▸ **BACAAN**:
○ ○ ○ ○
Menempuh
Jalan Tuhan
Saiful Amin Sholihin Al-Ishaqi, PENGASUH GD MAMBAUL HIKMAH,
KOTA MOJOKERTO, JAWA TIMUR
Sumber
: KOMPAS, 28 Februari 2012
Islam, sebagaimana agama lain, merupakan
agama dakwah; agama yang mengajak ke jalan Allah SWT, jalan Tuhan.
Namun, dakwah Islam harus dilakukan dengan
bijak, penuh hikmah, dengan pelajaran (al-mau’idlah) dan contoh (al-uswah)
baik. Seruan berdakwah itu tak harus dilakukan setiap orang. Cukup sebagian orang
saja.
Ajakan menuju jalan Allah merupakan nilai
sangat luhur. Suatu ajakan untuk beribadah kepada Allah serta menginternalisasi
dan mengaktualisasi nilai-nilai Ilahiah. Setelah shalat, manusia diharap bisa
ikhlas, sabar, serta berbuat baik kepada manusia dan makhluk lain, tanpa
membedakan identitas.
”Serulah kepada jalan Tuhanmu dengan hikmah
dan pelajaran yang baik. Dan, bantahlah mereka dengan cara yang baik pula.
Sesungguhnya Tuhanmu, Dialah yang lebih tahu tentang siapa yang tersesat dari
jalan-Nya dan Dialah yang lebih tahu tentang orang-orang yang mendapat
petunjuk” (Surat An-Nahl, 16: 125).
Bagi anak-anak di pesantren, ayat ini
terkategori muta’addi; kata kerja (fi’il) yang membutuhkan obyek (maf’ul).
Namun, dalam ayat itu tak disebutkan siapa yang harus diajak ke jalan Allah.
Sebagian ulama ahli tafsir menambahkan ”manusia” sebagai obyek dalam Surat 16:
125 tadi. Seruan ini untuk Nabi Muhammad SAW, tetapi berlaku bagi para pengikut
Nabi.
Begitu pula obyek ayat tersebut. Meski tak
disebutkan, ditafsirkan secara umum, yaitu manusia. Lalu, manusia seperti apa
yang diajak menuju jalan Allah? Tentu saja manusia yang belum mengenal atau
belum menempuh jalan Allah. Bukan manusia yang sudah mengenal, apalagi yang
sudah menempuh jalan Allah.
Dengan demikian, ada pertanyaan: apakah
ceramah agama yang digelar di forum-forum formal terkategori dakwah dalam Surat
16: 125 tadi atau bukan? Sebab, yang hadir dalam forum itu sudah mengenal jalan
Allah. Bahkan, ada yang sudah menempuh jalan Allah. Jika demikian, kenapa harus
diajak menempuh jalan Allah lagi?
○ ○ ○ ○
▸ **DATA TERSEDIA**:
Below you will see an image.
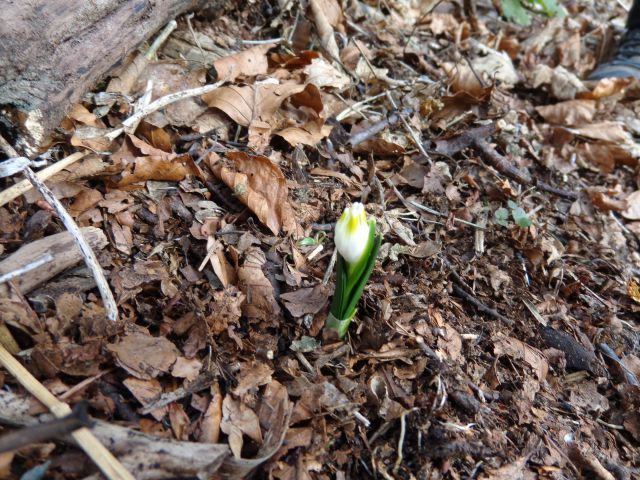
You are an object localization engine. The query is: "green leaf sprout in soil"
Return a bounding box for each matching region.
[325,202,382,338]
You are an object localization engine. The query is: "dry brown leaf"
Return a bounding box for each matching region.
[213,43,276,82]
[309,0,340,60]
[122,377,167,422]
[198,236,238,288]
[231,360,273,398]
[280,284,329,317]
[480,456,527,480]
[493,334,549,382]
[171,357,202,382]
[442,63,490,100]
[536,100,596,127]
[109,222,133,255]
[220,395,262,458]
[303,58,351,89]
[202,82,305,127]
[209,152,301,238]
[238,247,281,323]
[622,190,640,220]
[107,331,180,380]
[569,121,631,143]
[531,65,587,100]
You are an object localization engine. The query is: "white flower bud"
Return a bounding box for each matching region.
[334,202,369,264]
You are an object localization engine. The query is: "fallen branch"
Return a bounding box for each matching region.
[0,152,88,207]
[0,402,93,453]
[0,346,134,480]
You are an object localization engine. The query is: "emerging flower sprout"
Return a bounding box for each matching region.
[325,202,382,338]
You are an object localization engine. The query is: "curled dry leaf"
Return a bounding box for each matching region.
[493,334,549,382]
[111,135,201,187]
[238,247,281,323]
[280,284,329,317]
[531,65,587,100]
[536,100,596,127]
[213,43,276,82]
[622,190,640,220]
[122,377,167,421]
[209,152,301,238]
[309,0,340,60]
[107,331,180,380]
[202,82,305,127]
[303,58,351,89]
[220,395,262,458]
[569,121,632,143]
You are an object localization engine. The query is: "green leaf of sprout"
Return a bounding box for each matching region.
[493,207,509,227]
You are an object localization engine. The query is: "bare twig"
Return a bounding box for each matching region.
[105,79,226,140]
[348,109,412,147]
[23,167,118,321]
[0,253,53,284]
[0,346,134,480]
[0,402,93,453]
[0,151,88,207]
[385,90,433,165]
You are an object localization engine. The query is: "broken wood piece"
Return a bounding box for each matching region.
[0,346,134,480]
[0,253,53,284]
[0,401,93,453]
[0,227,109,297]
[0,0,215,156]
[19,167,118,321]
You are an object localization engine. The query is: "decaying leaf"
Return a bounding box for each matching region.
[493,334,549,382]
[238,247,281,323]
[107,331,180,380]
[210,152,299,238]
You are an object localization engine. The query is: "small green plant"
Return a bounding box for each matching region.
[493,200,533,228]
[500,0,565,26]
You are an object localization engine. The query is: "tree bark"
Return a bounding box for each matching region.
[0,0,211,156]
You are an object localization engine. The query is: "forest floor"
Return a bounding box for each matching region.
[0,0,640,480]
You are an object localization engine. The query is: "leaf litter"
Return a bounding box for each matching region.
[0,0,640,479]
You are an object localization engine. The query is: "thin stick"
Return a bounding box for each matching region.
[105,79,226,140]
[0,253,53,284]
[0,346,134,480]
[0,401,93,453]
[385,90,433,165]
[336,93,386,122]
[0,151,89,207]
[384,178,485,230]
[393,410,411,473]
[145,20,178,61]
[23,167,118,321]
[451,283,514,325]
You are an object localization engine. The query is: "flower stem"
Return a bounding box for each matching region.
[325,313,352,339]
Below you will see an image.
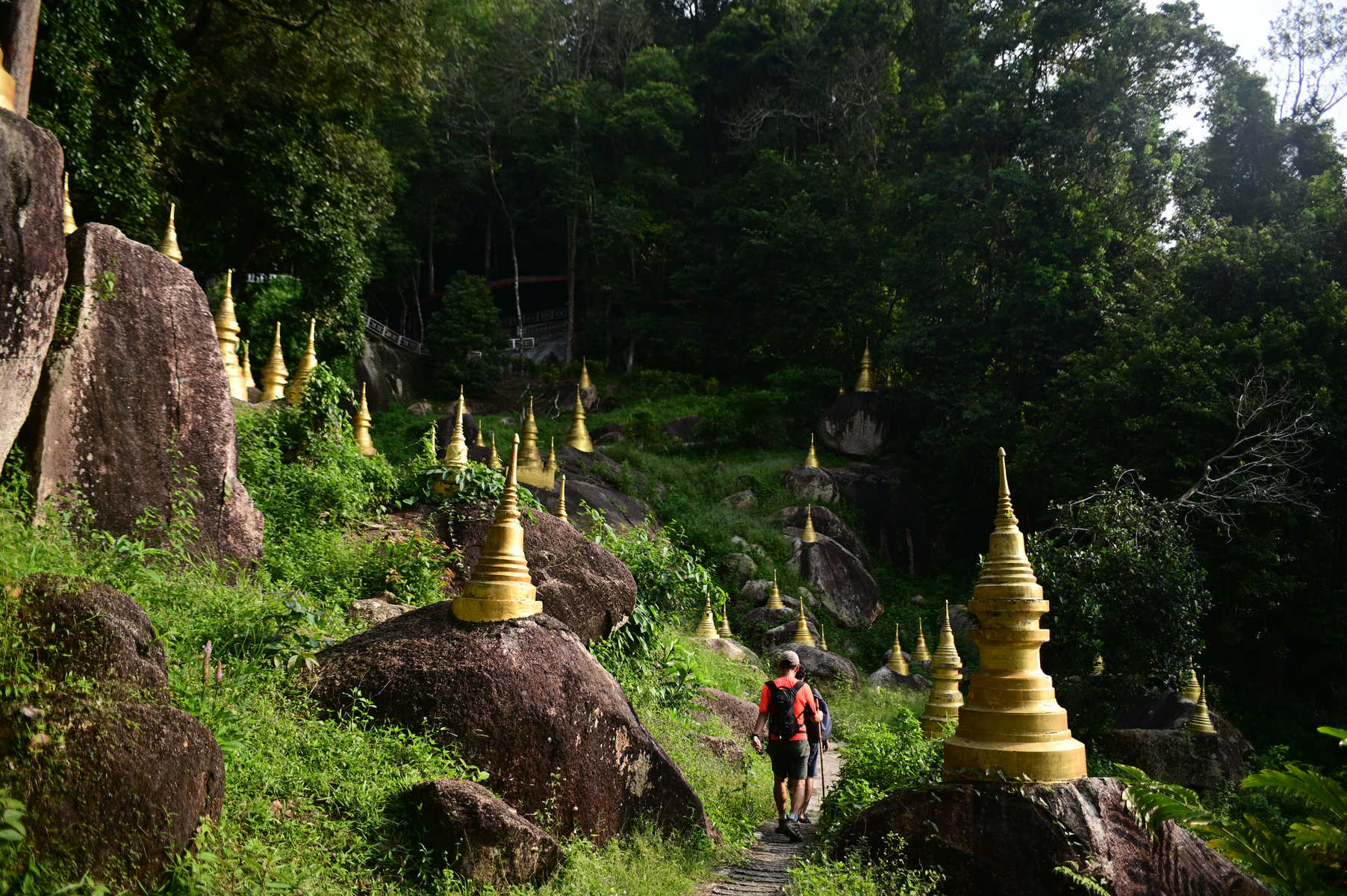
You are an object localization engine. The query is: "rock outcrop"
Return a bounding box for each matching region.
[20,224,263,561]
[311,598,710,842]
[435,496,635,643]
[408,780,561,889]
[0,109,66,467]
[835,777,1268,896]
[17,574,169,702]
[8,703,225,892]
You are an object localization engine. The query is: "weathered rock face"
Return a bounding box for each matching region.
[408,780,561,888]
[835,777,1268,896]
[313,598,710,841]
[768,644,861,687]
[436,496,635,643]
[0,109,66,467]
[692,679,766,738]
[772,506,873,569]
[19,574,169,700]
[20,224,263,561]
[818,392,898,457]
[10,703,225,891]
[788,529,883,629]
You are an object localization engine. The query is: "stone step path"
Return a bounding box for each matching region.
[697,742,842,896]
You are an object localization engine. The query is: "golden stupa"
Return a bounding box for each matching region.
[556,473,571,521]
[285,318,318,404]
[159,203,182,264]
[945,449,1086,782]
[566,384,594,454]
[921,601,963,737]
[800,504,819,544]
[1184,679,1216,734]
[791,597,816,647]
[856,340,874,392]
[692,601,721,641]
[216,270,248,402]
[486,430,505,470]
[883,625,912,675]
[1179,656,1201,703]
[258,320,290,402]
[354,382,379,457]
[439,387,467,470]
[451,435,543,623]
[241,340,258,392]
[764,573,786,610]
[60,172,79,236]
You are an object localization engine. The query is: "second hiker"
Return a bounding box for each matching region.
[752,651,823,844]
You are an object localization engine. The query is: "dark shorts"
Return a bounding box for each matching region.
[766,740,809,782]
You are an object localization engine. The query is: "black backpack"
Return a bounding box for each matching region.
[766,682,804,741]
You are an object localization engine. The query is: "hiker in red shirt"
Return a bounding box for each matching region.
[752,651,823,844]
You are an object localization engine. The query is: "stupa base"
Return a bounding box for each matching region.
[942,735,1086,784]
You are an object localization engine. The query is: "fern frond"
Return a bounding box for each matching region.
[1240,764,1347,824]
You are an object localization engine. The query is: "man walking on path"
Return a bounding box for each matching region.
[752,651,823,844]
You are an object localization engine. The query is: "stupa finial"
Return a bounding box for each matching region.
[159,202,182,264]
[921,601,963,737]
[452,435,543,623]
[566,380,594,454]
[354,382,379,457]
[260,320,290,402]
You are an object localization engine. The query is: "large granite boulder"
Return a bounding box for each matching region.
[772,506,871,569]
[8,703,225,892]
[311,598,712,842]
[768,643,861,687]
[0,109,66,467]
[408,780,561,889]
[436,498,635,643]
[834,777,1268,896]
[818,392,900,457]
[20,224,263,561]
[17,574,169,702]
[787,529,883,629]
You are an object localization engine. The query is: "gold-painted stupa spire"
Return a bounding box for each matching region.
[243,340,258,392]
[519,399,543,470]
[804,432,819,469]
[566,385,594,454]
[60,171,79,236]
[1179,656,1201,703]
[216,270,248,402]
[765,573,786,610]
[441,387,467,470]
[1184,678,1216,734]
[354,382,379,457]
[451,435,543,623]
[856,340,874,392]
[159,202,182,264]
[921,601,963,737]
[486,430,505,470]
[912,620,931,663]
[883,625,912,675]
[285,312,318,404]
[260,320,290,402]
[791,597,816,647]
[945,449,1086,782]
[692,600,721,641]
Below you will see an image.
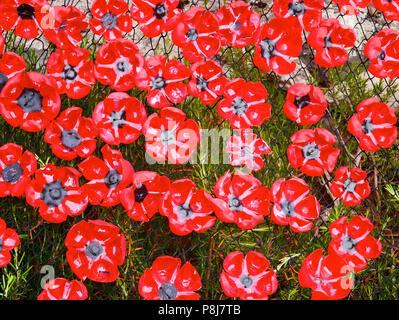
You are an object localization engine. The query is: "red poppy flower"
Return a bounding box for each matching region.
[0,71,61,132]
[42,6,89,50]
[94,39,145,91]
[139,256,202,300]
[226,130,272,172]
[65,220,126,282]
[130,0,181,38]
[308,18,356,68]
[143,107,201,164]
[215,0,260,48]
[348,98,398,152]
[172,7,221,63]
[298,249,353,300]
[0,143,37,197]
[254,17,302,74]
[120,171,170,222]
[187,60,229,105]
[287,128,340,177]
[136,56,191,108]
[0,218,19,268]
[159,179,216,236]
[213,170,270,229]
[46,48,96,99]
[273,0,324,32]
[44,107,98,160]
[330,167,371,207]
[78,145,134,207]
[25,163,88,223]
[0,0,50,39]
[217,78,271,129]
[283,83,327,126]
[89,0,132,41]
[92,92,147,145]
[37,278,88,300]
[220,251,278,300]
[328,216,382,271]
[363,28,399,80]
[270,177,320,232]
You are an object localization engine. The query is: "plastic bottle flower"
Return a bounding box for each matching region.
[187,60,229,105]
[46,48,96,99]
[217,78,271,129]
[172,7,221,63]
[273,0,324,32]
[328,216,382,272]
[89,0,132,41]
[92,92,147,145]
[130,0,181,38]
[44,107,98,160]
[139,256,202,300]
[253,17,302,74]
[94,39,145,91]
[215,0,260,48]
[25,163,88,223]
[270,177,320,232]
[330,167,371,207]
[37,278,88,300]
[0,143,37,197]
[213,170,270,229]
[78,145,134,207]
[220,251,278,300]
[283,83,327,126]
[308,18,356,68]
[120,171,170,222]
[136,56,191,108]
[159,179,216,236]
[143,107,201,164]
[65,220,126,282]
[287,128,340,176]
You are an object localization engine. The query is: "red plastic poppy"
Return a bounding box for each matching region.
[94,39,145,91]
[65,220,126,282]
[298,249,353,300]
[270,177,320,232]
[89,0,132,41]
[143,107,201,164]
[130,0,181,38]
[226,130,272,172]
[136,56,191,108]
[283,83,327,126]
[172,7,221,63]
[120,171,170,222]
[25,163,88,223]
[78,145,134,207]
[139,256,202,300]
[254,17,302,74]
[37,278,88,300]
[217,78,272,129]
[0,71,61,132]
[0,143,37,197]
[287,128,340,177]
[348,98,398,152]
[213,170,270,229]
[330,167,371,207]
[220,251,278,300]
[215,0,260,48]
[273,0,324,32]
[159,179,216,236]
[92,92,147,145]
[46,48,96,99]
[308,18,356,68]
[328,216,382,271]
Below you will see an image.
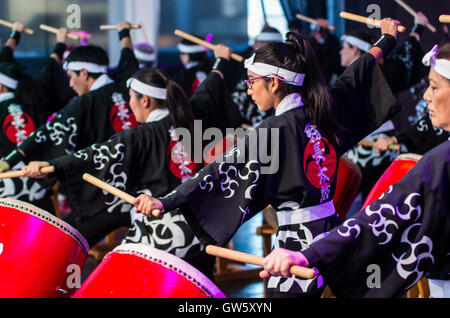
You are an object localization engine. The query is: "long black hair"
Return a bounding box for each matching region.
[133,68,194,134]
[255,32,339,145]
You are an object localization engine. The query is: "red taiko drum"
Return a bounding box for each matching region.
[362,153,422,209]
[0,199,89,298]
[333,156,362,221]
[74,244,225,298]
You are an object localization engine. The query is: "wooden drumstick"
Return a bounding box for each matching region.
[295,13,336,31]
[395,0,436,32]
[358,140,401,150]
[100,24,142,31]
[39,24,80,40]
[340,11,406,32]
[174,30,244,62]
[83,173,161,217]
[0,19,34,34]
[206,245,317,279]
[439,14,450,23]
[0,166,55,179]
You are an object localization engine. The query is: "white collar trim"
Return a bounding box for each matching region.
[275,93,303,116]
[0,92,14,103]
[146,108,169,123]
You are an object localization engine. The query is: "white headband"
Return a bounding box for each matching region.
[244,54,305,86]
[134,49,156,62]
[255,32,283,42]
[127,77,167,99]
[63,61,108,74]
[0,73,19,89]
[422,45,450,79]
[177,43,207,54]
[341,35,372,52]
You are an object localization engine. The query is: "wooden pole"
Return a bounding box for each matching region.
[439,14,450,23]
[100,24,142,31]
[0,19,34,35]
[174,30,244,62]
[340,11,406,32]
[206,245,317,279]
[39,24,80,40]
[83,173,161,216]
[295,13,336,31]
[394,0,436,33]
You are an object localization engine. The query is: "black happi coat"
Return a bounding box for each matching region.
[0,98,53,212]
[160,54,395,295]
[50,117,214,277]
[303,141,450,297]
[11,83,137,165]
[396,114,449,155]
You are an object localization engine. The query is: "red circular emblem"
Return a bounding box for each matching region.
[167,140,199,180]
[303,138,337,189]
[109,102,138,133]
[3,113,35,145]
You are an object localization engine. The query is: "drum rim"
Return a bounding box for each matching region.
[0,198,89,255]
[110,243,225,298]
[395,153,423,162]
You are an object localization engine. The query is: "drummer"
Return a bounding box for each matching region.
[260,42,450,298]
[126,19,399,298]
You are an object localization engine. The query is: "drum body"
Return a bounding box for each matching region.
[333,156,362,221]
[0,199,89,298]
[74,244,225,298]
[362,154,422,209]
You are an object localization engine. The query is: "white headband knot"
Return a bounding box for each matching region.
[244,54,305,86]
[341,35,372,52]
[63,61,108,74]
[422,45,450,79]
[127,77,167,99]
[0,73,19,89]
○ ○ ○ ○
▸ **DAFTAR TUGAS**:
- a) Dalam bacaan tentang dakwah, kata apa yang ditambahkan sebagian ulama ahli tafsir sebagai obyek dalam Surat 16: 125?
- b) Ringkas paragraf bacaan tentang dakwah yang diawali "Ajakan menuju jalan Allah" tanpa menghilangkan fakta pokoknya.

▸ **JAWABAN TIAP TUGAS**:
- a) Kata "manusia".

- b) Ajakan menuju jalan Allah bernilai sangat luhur, yaitu mengajak beribadah kepada Allah serta menginternalisasi dan mengaktualisasi nilai-nilai Ilahiah. Setelah shalat, manusia diharap ikhlas, sabar, dan berbuat baik kepada manusia serta makhluk lain tanpa membedakan identitas.